» **Work item**
Every entry below should be transcribed exactly; pictures stay out of the copy.

Data records

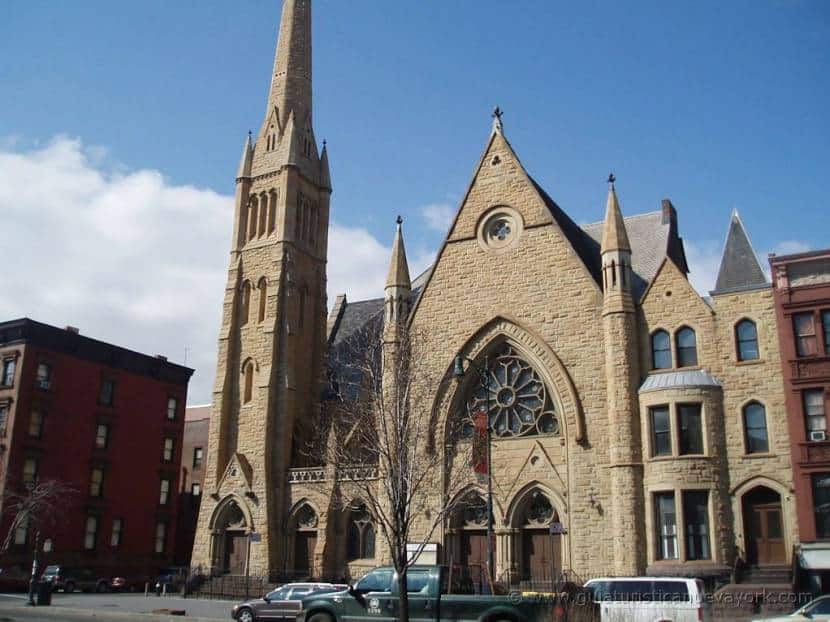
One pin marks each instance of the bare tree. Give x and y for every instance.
(36, 509)
(381, 444)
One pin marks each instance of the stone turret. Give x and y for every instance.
(622, 376)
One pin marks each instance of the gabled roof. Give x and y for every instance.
(739, 267)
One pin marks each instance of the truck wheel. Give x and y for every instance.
(245, 615)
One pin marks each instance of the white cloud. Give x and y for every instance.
(438, 216)
(131, 259)
(790, 247)
(704, 262)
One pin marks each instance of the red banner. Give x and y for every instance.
(481, 422)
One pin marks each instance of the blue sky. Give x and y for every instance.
(716, 105)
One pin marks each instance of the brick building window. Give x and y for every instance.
(755, 428)
(30, 471)
(821, 504)
(96, 482)
(117, 530)
(686, 347)
(161, 537)
(696, 523)
(91, 533)
(43, 378)
(106, 397)
(805, 334)
(102, 435)
(691, 429)
(21, 533)
(7, 377)
(4, 417)
(660, 431)
(746, 339)
(814, 415)
(169, 447)
(661, 350)
(35, 424)
(172, 408)
(164, 491)
(666, 525)
(825, 322)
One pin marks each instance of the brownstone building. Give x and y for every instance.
(802, 302)
(103, 420)
(623, 405)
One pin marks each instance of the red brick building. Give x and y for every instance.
(194, 454)
(802, 296)
(108, 422)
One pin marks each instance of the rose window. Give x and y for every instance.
(516, 398)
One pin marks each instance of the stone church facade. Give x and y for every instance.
(649, 421)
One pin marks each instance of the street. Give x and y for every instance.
(112, 607)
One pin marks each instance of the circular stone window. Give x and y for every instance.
(500, 229)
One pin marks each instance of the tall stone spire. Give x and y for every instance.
(614, 234)
(291, 80)
(398, 284)
(739, 266)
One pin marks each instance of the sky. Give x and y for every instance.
(121, 125)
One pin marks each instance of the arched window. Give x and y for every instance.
(660, 350)
(360, 536)
(252, 218)
(245, 304)
(263, 213)
(249, 382)
(746, 340)
(755, 428)
(263, 298)
(686, 347)
(517, 398)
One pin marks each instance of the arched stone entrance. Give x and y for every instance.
(230, 538)
(538, 551)
(763, 527)
(302, 525)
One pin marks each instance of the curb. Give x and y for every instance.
(59, 612)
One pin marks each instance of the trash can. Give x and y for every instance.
(44, 593)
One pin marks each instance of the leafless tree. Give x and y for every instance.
(380, 444)
(36, 509)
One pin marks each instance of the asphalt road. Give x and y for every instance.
(112, 607)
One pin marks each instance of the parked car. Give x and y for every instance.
(431, 596)
(635, 599)
(69, 579)
(283, 603)
(816, 609)
(15, 578)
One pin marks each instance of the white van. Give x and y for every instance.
(650, 599)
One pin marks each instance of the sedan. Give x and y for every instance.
(283, 603)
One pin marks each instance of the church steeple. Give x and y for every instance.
(398, 284)
(291, 80)
(616, 256)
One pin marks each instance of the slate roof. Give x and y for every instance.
(679, 380)
(739, 267)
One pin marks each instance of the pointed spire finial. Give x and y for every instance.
(498, 113)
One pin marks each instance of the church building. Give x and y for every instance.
(647, 420)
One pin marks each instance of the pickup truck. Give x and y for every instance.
(434, 595)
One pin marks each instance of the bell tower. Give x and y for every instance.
(272, 338)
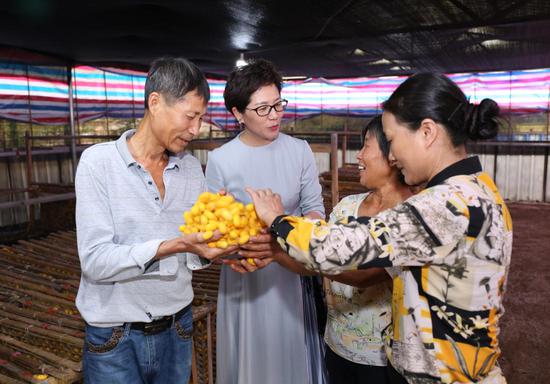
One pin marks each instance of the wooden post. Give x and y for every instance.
(345, 144)
(28, 148)
(209, 347)
(334, 168)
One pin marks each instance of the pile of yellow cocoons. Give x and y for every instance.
(235, 221)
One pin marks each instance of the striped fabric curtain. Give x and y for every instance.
(39, 94)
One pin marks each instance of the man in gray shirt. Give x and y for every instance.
(135, 291)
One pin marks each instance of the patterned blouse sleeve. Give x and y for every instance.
(422, 230)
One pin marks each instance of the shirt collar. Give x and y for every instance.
(122, 147)
(466, 166)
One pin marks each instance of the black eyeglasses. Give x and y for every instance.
(264, 110)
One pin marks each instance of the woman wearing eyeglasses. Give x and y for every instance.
(266, 330)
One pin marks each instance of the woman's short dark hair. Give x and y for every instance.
(375, 127)
(246, 80)
(435, 96)
(173, 78)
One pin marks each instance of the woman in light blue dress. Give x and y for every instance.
(266, 326)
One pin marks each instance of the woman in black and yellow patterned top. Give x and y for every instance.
(448, 247)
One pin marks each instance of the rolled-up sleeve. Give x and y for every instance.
(401, 236)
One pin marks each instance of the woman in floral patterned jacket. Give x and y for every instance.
(448, 247)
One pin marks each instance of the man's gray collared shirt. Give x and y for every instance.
(121, 220)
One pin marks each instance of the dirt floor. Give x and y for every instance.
(525, 331)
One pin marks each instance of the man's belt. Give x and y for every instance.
(159, 325)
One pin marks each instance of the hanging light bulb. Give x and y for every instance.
(241, 62)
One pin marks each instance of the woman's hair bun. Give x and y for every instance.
(481, 120)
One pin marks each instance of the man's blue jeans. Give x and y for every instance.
(127, 356)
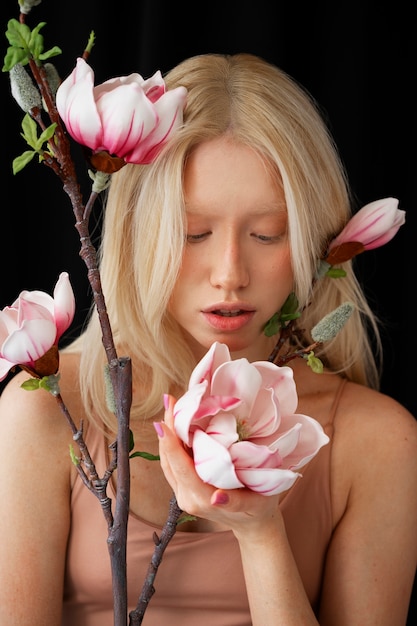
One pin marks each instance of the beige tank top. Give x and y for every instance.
(200, 581)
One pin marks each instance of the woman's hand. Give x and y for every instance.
(241, 510)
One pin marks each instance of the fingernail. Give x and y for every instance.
(166, 401)
(219, 497)
(159, 429)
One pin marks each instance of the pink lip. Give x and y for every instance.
(228, 323)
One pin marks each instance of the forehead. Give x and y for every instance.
(222, 171)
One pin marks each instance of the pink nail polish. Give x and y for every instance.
(219, 497)
(166, 401)
(159, 429)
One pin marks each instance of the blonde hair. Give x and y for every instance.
(258, 105)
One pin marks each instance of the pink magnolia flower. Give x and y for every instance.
(239, 420)
(373, 226)
(128, 117)
(33, 324)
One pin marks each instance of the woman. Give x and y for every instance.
(205, 245)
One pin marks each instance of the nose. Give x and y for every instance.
(230, 268)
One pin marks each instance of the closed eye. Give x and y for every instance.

» **Your response**
One pin marks each instance of the bare tree. Give x and y for every instance.
(36, 509)
(381, 444)
One pin marks each instance of the stone turret. Give x and y for every instance.
(622, 376)
One pin marks each instance of the gabled roof. Give x and y for every instance.
(739, 267)
One pin marks each instance of the truck wheel. Give x and y for every instance.
(245, 615)
One pin marks each instance of the white cloud. Give x and y for every instance.
(438, 216)
(131, 259)
(790, 247)
(704, 262)
One pin marks each instance of the red banner. Give x and y for every instance.
(481, 422)
One pin marks each instance of the blue sky. Give x and y for every instance.
(716, 105)
One pin marks each instance of the brick building window. Give x and y for every instance.
(755, 428)
(30, 471)
(821, 504)
(96, 482)
(117, 530)
(686, 347)
(161, 537)
(696, 523)
(91, 533)
(43, 378)
(106, 397)
(805, 334)
(102, 435)
(691, 429)
(21, 533)
(7, 377)
(4, 417)
(660, 431)
(746, 339)
(814, 415)
(169, 447)
(661, 350)
(35, 424)
(172, 408)
(164, 491)
(666, 525)
(825, 322)
One pin marks each instance of the brownstone building. Give x and y for every instance.
(802, 302)
(103, 420)
(623, 405)
One pin marks each instance of the red brick building. Give x and y for every instance.
(194, 454)
(802, 296)
(108, 422)
One pin marks each instance of the rose window. Give x and y for every instance.
(516, 398)
One pin marks each instance of the stone church facade. Give x and y for every instance.
(649, 421)
One pin marks each instance of the street. Give x and y for every instance.
(112, 607)
One pin marks each instance of the circular stone window. Give x and y for every instance.
(500, 229)
One pin marks each instance of the tall stone spire. Give x and y for every instance.
(614, 234)
(291, 80)
(398, 284)
(739, 266)
One pin marks each instance of the sky. Give x and y for every instance.
(121, 125)
One pin marks each instance of the arched window. Give x and y for every instance.
(660, 350)
(360, 536)
(252, 218)
(245, 304)
(263, 213)
(249, 382)
(746, 340)
(755, 428)
(263, 298)
(686, 347)
(517, 398)
One pin marks each instance of the arched stone entrance. Give x and y for every instance.
(230, 538)
(538, 551)
(763, 527)
(302, 525)
One pin marks each instance of the curb. Give x and y for every instance.
(59, 612)
One pin marks each instance of the trash can. Give x and y for every instance.
(44, 593)
One pin marks each instance of the leafless tree. Give x and y for every instance.
(380, 444)
(36, 509)
One pin marks each instance of the asphalt road. Give x and y for every instance.
(112, 607)
One pin marks each instance of the parked car. Give x and y for every instance.
(431, 596)
(635, 599)
(69, 579)
(283, 603)
(816, 609)
(15, 578)
One pin marks each instance of the white van. Give x and y for every instance.
(650, 599)
One pin marks each instance of the sedan. Give x and y for every instance.
(283, 603)
One pin marks each instance of the church steeple. Give x and y for every instance.
(398, 284)
(291, 80)
(616, 256)
One pin marks each instance of the slate roof. Give x and y for every instance.
(679, 380)
(739, 267)
One pin marks each instance of the pointed spire finial. Give x and y for every instance.
(498, 113)
One pin marks each instance of the church building. Give x and y for every instance.
(647, 420)
One pin marks each instance of the pickup truck. Give x and y for every instance.
(434, 595)
One pin marks each instance of the bell tower. Give x and y for every instance.
(272, 338)
One pin marks each instance of the wooden post. Give x and y for every instance.
(345, 144)
(28, 148)
(209, 347)
(334, 168)
One pin marks each instance of the pile of yellow cocoons. Give x and y for every instance.
(235, 221)
One pin marks each instance of the striped fabric curtain. Give x and y for every instance.
(39, 94)
One pin marks each instance of the man in gray shirt. Give x and y for every instance.
(135, 291)
One pin marks each instance of the patterned blouse sleeve. Give x and y for every instance.
(422, 230)
One pin marks each instance of the shirt collar. Give x and y for every instance.
(122, 147)
(466, 166)
One pin marks each instance of the black eyeglasses. Give x and y for every instance.
(264, 110)
One pin marks each instance of the woman wearing eyeglasses. Give x and y for every instance.
(266, 330)
One pin marks each instance of the woman's short dark hair. Give x and y for every instance.
(375, 127)
(246, 80)
(435, 96)
(173, 78)
One pin marks each instance of the woman in light blue dress. Give x and y for every instance.
(266, 326)
One pin marks each instance of the woman in black and yellow patterned top. Give x and y for every instance.
(448, 247)
One pin marks each instance of the rolled-up sleeve. Give x and y for every instance.
(401, 236)
One pin marks each instance of the woman in floral patterned jacket. Give x and y for every instance.
(448, 247)
One pin marks each instance of the man's gray collared shirt. Give x and y for every instance.
(121, 220)
One pin marks each instance of the dirt floor. Give x and y for every instance.
(525, 331)
One pin marks each instance of the man's belt. Give x and y for every instance.
(159, 325)
One pin marks each instance of the hanging light bulb. Give x and y for every instance.
(241, 62)
One pin marks each instance of the woman's hair bun. Give x and y for every instance.
(481, 120)
One pin marks each instance of the man's blue jeans. Give x and y for every instance.
(127, 356)
One pin marks each instance of the beige tank top. Give x and y for every instance.
(200, 581)
One pin marks each instance of the woman's hand. Give x and y for every instance.
(241, 510)
One pin marks each instance of the fingernail. Give x and y for every instance.
(166, 401)
(219, 497)
(159, 429)
One pin marks each instance of the pink lip. Give x and y for every instance.
(228, 323)
One pin marks each instance of the forehead. Give x and y for every instance.
(222, 171)
One pin marks each instance of the pink nail polish. Give x and y for every instance.
(219, 497)
(166, 401)
(159, 429)
One pin marks each instance of the blonde hair. Give x and y for every instance.
(258, 105)
One pin marks each instance of the pink magnolia flower. Give x and y for every instance.
(239, 420)
(373, 226)
(128, 117)
(33, 324)
One pin marks each instance of the woman. Give x and y for every instance.
(205, 245)
One pin marks each instance of the nose. Give x and y for every instance.
(230, 268)
One pin marks each instance of the closed eye. Give x and y for every instance.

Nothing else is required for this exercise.